→ **TASK REQUIREMENTS**: Copy the data exactly from the line that contains "Query: outstretched arm" through the line that contains "Query: grassy bank", keeping both end lines and leaving out everything else.
[Opening EXERCISE MATERIALS section]
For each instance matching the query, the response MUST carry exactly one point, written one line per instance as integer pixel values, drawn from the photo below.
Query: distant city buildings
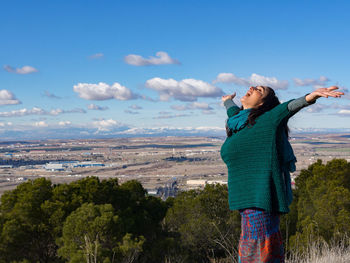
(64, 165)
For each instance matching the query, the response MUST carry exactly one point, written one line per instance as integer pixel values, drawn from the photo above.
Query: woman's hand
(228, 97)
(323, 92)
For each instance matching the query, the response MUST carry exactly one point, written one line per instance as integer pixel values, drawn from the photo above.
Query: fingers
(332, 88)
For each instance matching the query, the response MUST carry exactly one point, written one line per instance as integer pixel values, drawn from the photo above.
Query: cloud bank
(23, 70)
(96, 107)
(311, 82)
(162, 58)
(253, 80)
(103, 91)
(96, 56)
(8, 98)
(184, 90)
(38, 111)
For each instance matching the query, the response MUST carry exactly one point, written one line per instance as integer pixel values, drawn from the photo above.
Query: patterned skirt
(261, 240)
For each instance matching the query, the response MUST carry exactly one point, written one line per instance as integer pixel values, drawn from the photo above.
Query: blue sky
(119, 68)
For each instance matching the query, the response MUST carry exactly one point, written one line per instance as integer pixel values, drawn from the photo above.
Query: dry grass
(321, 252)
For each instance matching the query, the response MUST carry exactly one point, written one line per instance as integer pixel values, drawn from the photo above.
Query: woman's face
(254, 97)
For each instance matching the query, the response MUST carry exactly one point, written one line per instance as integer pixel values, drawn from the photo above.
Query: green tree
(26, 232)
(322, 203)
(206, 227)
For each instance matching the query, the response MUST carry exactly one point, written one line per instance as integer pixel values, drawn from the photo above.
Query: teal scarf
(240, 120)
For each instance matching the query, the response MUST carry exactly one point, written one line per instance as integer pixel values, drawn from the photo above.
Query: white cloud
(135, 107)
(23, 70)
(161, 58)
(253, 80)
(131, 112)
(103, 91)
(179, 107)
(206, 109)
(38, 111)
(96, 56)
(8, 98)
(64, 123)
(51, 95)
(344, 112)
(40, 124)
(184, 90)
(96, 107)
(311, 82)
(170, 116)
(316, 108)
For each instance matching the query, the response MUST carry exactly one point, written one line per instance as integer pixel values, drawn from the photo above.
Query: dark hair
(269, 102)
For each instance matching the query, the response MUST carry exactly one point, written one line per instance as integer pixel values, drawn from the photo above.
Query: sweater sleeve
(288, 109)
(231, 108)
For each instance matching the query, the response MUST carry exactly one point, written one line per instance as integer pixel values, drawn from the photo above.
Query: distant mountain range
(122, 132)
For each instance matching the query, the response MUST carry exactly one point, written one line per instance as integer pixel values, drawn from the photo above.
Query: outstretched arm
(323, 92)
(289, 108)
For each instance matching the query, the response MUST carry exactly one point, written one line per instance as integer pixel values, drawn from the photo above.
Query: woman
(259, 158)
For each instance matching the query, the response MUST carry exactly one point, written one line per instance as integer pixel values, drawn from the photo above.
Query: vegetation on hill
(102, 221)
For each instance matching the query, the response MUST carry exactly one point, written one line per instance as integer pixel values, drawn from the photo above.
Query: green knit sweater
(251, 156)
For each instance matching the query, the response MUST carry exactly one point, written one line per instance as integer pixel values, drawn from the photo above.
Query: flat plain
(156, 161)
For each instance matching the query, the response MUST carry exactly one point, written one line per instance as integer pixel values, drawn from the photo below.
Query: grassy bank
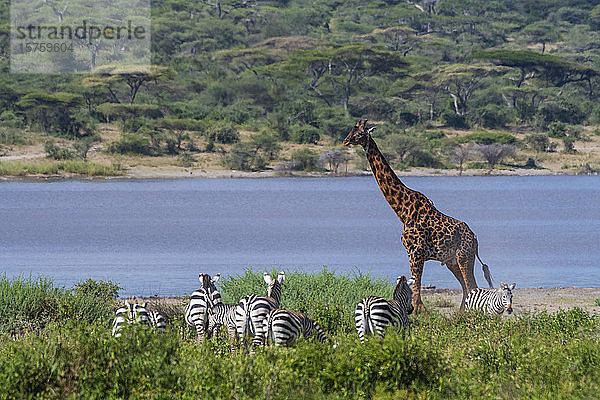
[Closing EXERCISE MATERIALS section]
[Opening EXERCISE MATERIALS section]
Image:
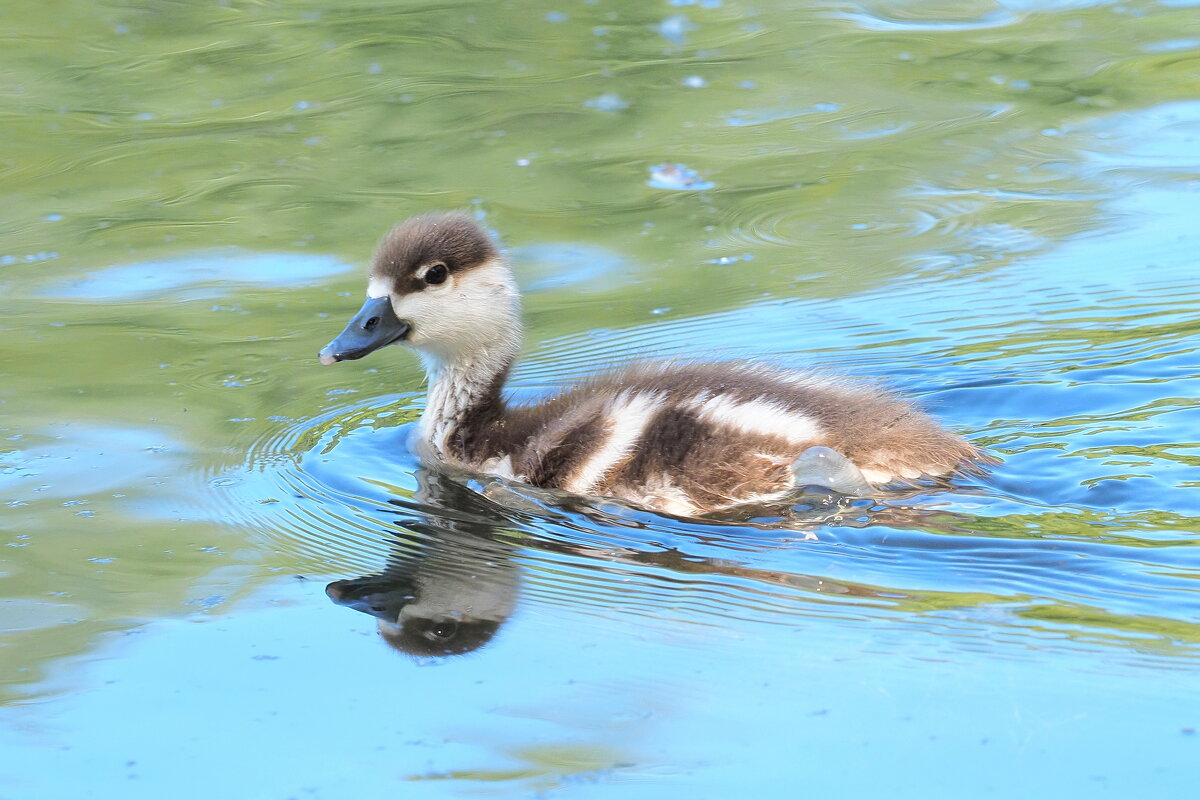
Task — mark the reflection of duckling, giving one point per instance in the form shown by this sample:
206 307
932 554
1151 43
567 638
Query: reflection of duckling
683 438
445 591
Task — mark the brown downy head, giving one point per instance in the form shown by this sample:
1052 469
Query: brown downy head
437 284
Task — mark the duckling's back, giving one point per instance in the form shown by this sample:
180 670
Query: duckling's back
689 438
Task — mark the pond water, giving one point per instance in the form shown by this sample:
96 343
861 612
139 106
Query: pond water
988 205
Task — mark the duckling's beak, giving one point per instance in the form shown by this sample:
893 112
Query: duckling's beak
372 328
[Closing EXERCISE MATERIALS section]
→ **TASK OUTPUT**:
Query: outstretched arm
(323, 92)
(289, 108)
For each instance matching the query, the response MUST carry exactly one point, written one line per instance as integer pixel values, drawn from the photo above.
Query: woman
(259, 158)
For each instance matching the query, the response MUST carry exactly one point, written one line per instance as integer pixel values, drawn from the photo above.
Query: vegetation on hill
(102, 221)
For each instance matching the query, the response MUST carry exactly one point, written one line per instance as integer pixel values, drawn from the photo above.
Query: green knit sweater
(251, 156)
For each instance matching the query, the response MUST carry exactly one point, written one line per instance as integer pixel values, drawn from the photo above.
Query: flat plain
(156, 161)
For each instance matching the query, the response MUST carry exactly one point, written one line per instance as integer pixel values, drawn from the photo below.
Query: grassy bank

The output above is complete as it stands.